AIM:
Print the line that contains "Each instance of the white stone" and every line after it through the last line of the records below, exactly as written and nothing else.

++++++++

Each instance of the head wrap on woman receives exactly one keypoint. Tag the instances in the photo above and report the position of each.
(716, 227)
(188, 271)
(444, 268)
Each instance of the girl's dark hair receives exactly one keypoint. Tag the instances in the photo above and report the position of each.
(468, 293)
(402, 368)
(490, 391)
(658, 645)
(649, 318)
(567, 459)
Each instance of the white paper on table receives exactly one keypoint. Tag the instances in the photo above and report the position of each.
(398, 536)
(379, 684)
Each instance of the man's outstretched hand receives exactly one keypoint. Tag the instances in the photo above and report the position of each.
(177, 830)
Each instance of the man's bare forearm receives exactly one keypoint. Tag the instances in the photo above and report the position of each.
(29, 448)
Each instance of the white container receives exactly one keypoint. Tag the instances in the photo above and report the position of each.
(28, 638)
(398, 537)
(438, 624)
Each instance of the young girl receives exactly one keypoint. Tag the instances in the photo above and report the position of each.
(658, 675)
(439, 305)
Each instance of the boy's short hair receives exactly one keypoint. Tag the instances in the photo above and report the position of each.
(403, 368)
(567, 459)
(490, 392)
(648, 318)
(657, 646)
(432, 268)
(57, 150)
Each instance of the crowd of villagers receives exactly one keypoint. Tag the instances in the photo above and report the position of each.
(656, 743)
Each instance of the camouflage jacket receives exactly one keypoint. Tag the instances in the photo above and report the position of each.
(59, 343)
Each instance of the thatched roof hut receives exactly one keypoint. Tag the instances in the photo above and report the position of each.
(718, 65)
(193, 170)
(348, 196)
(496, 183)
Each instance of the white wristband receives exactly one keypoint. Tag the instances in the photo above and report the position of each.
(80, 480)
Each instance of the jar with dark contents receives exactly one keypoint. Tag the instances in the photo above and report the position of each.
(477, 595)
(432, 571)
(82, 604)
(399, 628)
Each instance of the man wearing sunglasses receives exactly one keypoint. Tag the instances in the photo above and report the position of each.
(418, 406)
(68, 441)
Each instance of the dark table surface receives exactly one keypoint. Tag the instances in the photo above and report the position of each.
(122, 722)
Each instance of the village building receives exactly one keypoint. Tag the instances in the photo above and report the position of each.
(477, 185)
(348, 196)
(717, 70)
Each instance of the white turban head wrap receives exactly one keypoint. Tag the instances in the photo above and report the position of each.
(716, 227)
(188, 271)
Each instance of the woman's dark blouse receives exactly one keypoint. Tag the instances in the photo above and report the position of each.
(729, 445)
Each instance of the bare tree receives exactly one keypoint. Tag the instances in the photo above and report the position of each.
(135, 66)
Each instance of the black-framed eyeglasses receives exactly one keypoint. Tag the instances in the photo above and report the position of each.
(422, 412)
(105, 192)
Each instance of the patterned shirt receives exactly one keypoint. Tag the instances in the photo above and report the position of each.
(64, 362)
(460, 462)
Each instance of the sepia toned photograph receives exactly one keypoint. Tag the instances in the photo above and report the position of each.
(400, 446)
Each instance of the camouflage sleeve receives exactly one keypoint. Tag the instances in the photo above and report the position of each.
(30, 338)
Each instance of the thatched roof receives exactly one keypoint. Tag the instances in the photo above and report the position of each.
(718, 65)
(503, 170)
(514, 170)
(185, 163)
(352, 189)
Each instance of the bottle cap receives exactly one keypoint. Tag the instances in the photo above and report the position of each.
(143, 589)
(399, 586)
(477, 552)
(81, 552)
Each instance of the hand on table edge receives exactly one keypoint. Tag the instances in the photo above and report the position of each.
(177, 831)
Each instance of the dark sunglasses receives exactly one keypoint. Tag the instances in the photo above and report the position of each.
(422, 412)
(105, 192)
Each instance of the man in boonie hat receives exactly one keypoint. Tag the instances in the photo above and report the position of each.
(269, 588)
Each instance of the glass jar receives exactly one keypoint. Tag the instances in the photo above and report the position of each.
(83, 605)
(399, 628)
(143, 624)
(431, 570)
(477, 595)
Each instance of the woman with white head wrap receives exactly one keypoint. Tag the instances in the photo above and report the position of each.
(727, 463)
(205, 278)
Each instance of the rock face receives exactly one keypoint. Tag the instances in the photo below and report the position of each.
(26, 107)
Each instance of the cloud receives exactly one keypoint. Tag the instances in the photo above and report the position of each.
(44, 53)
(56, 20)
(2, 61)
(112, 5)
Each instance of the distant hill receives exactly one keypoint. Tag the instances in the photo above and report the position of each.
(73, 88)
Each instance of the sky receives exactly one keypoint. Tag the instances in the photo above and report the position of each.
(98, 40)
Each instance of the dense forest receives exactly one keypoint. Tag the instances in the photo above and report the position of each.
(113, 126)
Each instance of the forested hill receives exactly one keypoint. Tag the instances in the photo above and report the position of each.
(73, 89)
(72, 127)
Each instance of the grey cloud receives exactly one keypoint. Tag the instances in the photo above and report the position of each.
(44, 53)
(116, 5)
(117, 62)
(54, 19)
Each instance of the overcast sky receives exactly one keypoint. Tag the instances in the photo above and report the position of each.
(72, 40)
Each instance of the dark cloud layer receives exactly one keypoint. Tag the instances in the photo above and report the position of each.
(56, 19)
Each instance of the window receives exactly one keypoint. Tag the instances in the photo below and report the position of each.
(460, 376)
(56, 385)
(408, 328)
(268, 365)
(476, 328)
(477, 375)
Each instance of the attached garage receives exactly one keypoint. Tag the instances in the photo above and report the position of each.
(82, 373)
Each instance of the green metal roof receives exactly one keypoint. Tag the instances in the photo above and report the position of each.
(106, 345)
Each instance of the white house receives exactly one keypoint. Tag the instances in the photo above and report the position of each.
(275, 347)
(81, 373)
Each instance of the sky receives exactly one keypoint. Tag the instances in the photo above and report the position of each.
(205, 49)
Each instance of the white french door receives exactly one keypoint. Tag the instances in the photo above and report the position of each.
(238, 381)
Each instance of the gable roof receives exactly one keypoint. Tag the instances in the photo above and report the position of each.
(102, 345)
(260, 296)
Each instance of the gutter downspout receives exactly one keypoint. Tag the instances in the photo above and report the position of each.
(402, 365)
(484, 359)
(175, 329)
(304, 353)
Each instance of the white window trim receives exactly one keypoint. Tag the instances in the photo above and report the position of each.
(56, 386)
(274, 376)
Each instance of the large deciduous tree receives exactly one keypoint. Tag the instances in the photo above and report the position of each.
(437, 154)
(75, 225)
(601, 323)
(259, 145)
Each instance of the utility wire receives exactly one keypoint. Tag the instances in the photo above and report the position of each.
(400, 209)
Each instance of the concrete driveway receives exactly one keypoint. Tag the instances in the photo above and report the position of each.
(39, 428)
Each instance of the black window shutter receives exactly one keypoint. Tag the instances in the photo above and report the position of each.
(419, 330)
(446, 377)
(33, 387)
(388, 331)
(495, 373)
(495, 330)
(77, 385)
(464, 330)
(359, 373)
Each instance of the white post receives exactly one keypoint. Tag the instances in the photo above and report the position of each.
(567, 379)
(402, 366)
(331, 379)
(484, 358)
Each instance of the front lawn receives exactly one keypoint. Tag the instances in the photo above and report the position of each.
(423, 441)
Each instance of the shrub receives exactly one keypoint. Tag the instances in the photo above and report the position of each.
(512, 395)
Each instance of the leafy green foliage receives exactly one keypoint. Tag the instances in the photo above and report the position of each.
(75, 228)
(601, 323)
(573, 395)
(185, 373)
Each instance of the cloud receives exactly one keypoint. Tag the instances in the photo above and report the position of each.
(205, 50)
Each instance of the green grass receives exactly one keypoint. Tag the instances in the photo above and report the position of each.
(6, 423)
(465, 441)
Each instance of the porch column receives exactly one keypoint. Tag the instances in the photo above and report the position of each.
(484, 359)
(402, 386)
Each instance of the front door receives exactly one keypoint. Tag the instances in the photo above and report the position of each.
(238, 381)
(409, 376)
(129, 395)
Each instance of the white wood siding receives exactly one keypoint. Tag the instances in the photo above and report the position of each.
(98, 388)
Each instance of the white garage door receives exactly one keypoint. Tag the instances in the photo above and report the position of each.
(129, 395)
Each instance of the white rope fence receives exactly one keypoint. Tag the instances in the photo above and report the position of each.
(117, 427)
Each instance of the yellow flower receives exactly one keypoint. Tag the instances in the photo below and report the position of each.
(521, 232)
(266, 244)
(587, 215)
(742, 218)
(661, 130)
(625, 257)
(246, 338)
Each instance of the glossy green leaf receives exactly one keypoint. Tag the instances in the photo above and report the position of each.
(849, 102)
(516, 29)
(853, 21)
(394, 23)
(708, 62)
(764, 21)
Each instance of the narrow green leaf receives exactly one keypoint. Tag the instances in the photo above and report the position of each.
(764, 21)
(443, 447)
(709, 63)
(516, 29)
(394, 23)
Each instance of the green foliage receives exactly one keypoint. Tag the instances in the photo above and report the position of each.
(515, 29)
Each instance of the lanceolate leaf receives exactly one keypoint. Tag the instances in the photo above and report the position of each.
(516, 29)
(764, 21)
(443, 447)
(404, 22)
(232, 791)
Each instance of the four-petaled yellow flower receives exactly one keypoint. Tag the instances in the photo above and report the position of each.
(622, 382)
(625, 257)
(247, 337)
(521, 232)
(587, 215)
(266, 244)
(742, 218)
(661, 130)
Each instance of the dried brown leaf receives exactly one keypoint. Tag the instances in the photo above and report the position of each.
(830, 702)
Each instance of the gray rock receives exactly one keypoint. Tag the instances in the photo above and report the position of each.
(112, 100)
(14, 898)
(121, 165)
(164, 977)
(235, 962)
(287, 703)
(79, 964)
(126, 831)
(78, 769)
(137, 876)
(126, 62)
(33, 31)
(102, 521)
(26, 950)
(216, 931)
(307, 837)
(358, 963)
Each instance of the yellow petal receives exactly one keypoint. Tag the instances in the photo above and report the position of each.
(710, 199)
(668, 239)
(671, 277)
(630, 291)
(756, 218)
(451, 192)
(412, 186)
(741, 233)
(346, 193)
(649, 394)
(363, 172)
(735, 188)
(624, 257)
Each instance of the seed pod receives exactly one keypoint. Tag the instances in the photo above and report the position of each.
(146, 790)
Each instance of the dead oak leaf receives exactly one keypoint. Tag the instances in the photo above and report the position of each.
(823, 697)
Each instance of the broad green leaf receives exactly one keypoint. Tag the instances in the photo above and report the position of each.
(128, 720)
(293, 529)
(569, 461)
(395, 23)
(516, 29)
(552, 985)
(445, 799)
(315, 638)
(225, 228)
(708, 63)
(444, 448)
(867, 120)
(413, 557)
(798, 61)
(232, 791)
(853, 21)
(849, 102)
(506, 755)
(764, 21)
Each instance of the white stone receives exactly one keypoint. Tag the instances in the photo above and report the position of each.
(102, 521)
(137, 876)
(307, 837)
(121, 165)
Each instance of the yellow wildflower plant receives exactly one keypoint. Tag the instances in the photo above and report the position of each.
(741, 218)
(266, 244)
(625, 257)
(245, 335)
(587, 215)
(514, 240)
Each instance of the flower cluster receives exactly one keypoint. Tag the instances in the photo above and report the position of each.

++++++++

SOLUTION FOR THIS EXERCISE:
Each instance of the white stone receives exactly one keypoint. Tag the instances in the photo above and report the position of each.
(102, 521)
(137, 876)
(307, 837)
(121, 165)
Each instance of the yellow wildflower plant receives exactly one keypoint. Tag the instances in the photo above and report the position of each.
(741, 218)
(266, 244)
(625, 257)
(245, 335)
(587, 215)
(514, 240)
Each instance of the flower cluster receives exactly one keypoint. Tag the instances in the photo above and report the position of each.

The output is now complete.